> [WHAT YOU NEED TO DO]:
Decide whether each statement below agrees with the comment thread. For each, answer yes or no and quote the words of the comment thread that decide it.
1. The first comment says the mental hospital McCain refers to was a state hospital.
2. The second comment suggests there could be more state-funded mental institutions if everyone paid their taxes.
3. The third comment says Mandy Nagy criticized McCain after he compared people with autism to murderers.

5 thoughts on “Robert Stacy McCain Hates The Disabled”
  1. A couple of thoughts:

    1- Back in the ‘Good Old Days’ McCain yearns for, the mental hospital you would ship your crazy relatives off to was -in his words- a STATE hospital. In other words it was STATE RUN and STATE FUNDED. This being a purely communist, collectivist notion, nowadays in the Good Ol’ USA if you want your crazy relative institutionalized, you have to either pay for it yourself or wait for him to commit a capital offense and be found Not Guilty by Reason of Insanity.

    2- McCain fails to mention that when Adam Lanza stole his mommy’s guns and killed her while she was sleeping, it was because he’d gotten wind that mommy had decided to HAVE HIM INSTITUTIONALIZED! That’s right, Bobby- no over unhealthy abundance of sympathy an understanding here- They were going to send Adam off to the rubber hotel and let THEM understand him.

    3- McCain’s derision for softies who feel sympathy for the disabled and mentally ill is tellingly reminiscent of the philosophy of another little man with a funny mustache. This other guy didn’t drink, though.

    4- Finally, Bobby- if we were to return to the Good Ol’ Days of packing the mentally ill off to state hospitals, GUESS WHO’D BE ON THE SHORT LIST?!!!

  2. Maybe we could have more state-funded mental institutions if everyone paid their taxes, eh, Stacy? Paid their taxes? Everybody? Stacy?

  3. Mandy Nagy (@Liberty_Chick) never said anything to Mccain after he compared people with Autism to murderers. She claims her brother is Autistic. Then turns around saying Neal lies about being Autistic, having Lyme disease, or being homeless. Neal has documented all of this for years. Bill has documented his Parkinson’s for years but her ex-boyfriend Scott say Bill lies about his condition. Unlike ZERO proof of Mandy having Lupus.

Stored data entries
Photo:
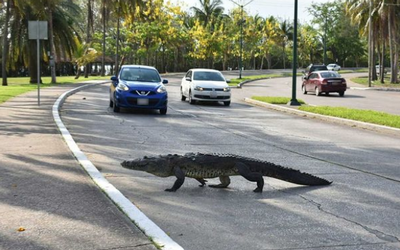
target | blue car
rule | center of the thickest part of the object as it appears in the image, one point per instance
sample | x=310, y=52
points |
x=139, y=87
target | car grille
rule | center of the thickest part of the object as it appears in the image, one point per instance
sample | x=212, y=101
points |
x=211, y=98
x=142, y=92
x=211, y=89
x=152, y=101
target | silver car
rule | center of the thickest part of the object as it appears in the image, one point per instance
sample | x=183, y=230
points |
x=206, y=85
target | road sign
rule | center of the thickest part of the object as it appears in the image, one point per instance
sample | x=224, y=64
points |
x=37, y=30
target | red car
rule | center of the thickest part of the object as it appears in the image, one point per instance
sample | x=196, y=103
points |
x=324, y=82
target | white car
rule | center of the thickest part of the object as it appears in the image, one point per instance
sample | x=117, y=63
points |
x=205, y=85
x=333, y=66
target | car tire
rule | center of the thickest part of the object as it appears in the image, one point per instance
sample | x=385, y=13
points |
x=163, y=111
x=317, y=92
x=191, y=101
x=115, y=106
x=303, y=89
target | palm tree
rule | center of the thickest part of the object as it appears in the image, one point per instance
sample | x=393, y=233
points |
x=209, y=11
x=5, y=44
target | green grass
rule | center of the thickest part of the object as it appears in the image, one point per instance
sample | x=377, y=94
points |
x=275, y=100
x=364, y=81
x=20, y=85
x=369, y=116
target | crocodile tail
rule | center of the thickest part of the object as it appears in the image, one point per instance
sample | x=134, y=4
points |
x=294, y=176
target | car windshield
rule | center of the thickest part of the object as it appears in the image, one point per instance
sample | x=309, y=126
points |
x=208, y=76
x=329, y=74
x=140, y=75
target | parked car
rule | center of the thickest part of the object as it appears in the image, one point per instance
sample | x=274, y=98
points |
x=313, y=67
x=333, y=66
x=324, y=82
x=205, y=85
x=138, y=86
x=378, y=69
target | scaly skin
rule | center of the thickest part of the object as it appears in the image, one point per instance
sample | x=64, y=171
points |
x=202, y=166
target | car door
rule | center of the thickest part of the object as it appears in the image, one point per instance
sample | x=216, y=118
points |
x=186, y=81
x=309, y=82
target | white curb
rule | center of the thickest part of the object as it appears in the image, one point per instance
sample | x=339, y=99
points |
x=139, y=218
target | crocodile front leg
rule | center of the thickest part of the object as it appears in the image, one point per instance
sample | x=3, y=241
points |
x=251, y=176
x=225, y=181
x=180, y=179
x=202, y=181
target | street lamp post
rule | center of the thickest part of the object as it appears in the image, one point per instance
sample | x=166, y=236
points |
x=241, y=35
x=293, y=101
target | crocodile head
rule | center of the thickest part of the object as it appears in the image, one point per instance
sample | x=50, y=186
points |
x=158, y=166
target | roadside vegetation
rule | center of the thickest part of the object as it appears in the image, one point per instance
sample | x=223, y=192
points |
x=376, y=83
x=275, y=100
x=20, y=85
x=369, y=116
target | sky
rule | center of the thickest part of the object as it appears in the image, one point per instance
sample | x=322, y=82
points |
x=265, y=8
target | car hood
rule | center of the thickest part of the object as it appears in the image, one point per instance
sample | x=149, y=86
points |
x=135, y=85
x=210, y=84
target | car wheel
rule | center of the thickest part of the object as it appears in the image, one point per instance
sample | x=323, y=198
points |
x=191, y=101
x=183, y=98
x=163, y=111
x=303, y=89
x=317, y=92
x=115, y=106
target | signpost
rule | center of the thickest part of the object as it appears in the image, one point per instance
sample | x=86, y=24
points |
x=38, y=30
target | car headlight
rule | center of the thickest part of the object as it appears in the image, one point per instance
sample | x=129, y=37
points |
x=162, y=89
x=122, y=87
x=198, y=88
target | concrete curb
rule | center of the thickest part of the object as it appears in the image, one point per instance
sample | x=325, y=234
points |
x=348, y=122
x=140, y=219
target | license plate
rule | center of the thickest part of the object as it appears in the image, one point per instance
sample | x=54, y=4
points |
x=143, y=101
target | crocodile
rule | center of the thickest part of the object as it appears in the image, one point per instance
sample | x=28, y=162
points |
x=202, y=166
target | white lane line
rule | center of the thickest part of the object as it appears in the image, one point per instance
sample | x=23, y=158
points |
x=139, y=218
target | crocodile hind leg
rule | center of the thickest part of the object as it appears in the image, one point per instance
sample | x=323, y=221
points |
x=202, y=181
x=225, y=181
x=180, y=179
x=251, y=176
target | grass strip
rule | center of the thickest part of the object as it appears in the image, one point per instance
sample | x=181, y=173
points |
x=370, y=116
x=20, y=85
x=275, y=100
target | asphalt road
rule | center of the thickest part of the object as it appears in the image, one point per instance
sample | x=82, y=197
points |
x=360, y=210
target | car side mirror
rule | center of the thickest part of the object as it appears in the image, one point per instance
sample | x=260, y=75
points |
x=114, y=80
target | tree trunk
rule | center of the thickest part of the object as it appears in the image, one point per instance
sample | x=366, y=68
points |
x=103, y=73
x=5, y=46
x=52, y=54
x=393, y=46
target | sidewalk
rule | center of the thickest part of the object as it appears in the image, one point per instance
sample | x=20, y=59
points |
x=47, y=201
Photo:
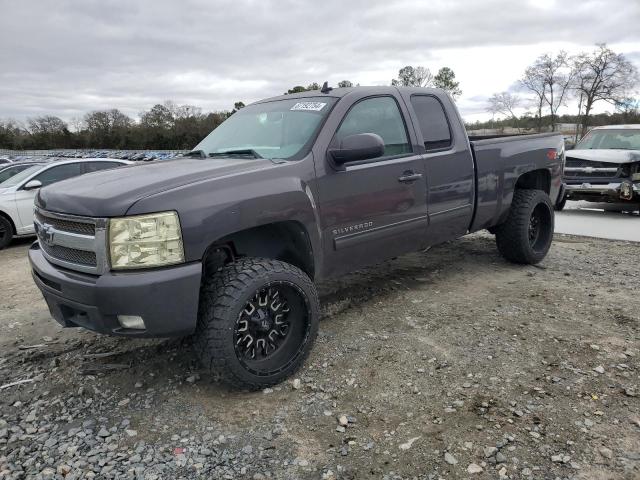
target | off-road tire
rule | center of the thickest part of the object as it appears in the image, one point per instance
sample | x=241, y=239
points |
x=224, y=296
x=6, y=232
x=513, y=236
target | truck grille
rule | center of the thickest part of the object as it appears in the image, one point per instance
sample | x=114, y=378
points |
x=66, y=225
x=577, y=168
x=72, y=255
x=75, y=243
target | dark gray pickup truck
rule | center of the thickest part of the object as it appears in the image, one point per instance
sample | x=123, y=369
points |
x=227, y=244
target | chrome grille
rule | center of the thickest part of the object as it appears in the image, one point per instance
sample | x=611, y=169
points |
x=69, y=241
x=576, y=167
x=72, y=255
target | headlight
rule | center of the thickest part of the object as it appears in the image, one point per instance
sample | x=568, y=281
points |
x=145, y=241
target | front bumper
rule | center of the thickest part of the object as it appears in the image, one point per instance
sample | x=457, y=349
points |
x=166, y=299
x=610, y=192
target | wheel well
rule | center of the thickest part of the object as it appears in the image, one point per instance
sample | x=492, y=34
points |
x=535, y=180
x=13, y=226
x=286, y=241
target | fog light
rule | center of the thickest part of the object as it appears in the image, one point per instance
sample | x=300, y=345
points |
x=131, y=321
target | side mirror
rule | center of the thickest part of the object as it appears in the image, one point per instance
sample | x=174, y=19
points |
x=32, y=185
x=362, y=146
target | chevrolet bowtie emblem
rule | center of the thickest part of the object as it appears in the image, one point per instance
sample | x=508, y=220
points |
x=47, y=234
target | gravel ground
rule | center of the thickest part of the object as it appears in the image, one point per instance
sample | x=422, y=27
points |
x=445, y=364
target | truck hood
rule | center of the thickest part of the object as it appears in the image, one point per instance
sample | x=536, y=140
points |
x=111, y=193
x=605, y=155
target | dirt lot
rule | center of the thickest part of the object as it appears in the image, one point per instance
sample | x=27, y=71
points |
x=446, y=364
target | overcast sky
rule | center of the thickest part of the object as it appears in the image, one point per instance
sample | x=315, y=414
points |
x=69, y=57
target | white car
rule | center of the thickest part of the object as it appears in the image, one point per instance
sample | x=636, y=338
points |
x=18, y=192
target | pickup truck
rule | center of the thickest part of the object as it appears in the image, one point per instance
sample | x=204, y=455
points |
x=605, y=167
x=227, y=243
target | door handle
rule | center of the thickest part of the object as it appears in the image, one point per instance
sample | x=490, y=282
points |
x=408, y=177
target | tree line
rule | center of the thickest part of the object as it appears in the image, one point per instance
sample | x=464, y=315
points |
x=588, y=78
x=164, y=126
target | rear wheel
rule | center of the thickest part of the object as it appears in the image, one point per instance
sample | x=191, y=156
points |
x=257, y=322
x=525, y=237
x=6, y=232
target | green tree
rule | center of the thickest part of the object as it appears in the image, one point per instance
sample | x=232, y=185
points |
x=413, y=77
x=446, y=80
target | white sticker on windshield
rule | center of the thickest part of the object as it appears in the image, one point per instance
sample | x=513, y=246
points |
x=313, y=106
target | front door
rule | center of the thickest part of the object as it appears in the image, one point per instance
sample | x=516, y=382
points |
x=374, y=209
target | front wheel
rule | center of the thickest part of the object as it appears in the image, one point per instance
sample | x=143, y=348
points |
x=257, y=322
x=525, y=237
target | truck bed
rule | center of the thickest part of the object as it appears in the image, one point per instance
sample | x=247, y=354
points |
x=499, y=162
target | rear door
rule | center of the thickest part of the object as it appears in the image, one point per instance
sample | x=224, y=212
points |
x=373, y=209
x=448, y=165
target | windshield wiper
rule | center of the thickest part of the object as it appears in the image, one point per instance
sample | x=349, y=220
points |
x=196, y=153
x=243, y=151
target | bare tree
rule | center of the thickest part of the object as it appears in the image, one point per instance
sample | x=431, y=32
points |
x=534, y=81
x=557, y=76
x=505, y=103
x=603, y=75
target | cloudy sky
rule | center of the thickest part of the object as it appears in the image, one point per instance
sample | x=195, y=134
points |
x=69, y=57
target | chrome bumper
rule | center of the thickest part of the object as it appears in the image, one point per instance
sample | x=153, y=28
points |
x=623, y=190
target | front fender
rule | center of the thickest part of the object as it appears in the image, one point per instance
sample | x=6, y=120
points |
x=216, y=208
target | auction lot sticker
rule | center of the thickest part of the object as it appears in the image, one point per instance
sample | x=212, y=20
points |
x=311, y=106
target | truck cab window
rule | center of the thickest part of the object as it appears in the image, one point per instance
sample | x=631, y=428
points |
x=433, y=122
x=379, y=115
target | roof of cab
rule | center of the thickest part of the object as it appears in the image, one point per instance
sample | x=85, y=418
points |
x=341, y=92
x=618, y=127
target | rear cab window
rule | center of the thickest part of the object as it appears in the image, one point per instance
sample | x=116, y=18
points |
x=434, y=124
x=379, y=115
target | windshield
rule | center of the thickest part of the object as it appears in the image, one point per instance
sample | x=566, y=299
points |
x=17, y=178
x=279, y=129
x=614, y=139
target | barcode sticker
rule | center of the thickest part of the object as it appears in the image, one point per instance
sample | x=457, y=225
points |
x=313, y=106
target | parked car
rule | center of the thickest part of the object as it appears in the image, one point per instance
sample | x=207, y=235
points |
x=605, y=167
x=227, y=242
x=9, y=170
x=17, y=192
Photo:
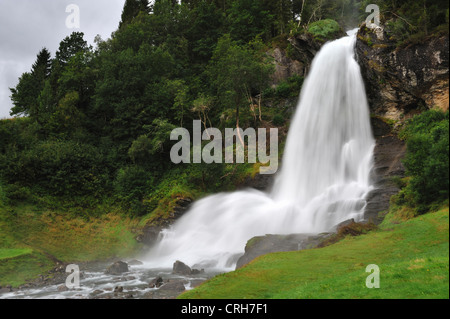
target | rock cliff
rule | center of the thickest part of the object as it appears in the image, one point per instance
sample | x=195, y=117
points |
x=403, y=79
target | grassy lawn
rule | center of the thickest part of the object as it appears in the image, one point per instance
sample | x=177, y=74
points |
x=413, y=258
x=11, y=253
x=31, y=240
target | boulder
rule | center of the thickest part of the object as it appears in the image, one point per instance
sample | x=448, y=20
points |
x=117, y=268
x=261, y=245
x=156, y=283
x=135, y=262
x=181, y=268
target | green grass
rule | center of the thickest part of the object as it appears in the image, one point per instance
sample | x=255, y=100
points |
x=31, y=239
x=22, y=268
x=413, y=257
x=11, y=253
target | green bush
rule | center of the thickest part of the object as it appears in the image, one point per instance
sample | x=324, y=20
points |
x=132, y=183
x=278, y=120
x=324, y=30
x=283, y=90
x=427, y=160
x=58, y=168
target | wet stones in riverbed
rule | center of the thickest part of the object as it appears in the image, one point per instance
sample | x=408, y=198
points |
x=117, y=268
x=168, y=290
x=156, y=283
x=181, y=268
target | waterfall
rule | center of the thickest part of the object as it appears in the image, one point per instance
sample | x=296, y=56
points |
x=324, y=177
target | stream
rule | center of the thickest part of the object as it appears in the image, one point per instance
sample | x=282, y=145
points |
x=95, y=284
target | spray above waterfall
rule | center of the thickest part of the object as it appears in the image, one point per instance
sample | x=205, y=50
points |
x=324, y=175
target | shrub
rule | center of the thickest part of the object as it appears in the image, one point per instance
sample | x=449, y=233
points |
x=427, y=160
x=58, y=168
x=278, y=120
x=324, y=30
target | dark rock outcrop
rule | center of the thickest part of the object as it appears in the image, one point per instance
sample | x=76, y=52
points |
x=169, y=290
x=400, y=80
x=261, y=245
x=181, y=268
x=117, y=268
x=388, y=153
x=156, y=283
x=150, y=232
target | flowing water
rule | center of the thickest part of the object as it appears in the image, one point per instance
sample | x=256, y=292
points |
x=324, y=180
x=324, y=177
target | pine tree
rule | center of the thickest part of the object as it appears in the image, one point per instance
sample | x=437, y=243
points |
x=25, y=95
x=131, y=10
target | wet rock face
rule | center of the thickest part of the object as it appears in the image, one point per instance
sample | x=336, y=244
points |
x=403, y=79
x=117, y=268
x=388, y=154
x=150, y=233
x=285, y=66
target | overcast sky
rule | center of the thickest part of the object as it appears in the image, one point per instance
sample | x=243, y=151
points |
x=26, y=26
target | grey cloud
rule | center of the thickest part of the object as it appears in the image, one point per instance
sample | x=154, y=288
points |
x=26, y=26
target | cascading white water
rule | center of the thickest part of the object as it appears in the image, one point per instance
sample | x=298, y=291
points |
x=324, y=177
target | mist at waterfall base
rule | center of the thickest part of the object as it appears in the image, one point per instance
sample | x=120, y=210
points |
x=323, y=181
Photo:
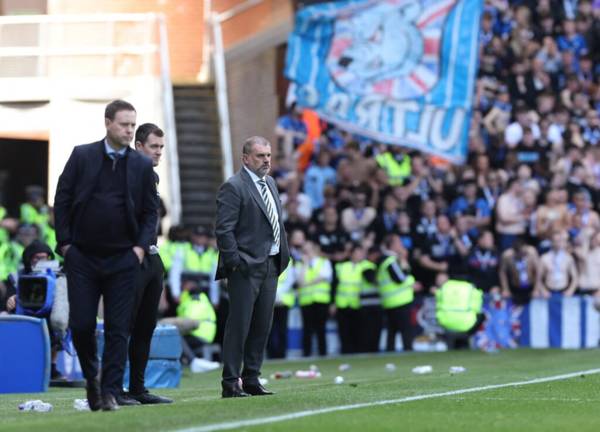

> [EXPECTED ANSWER]:
1. Yes: "the mental hospital you would ship your crazy relatives off to was -in his words- a STATE hospital."
2. Yes: "Maybe we could have more state-funded mental institutions if everyone paid their taxes, eh, Stacy?"
3. No: "Mandy Nagy (@Liberty_Chick) never said anything to Mccain after he compared people with Autism to murderers."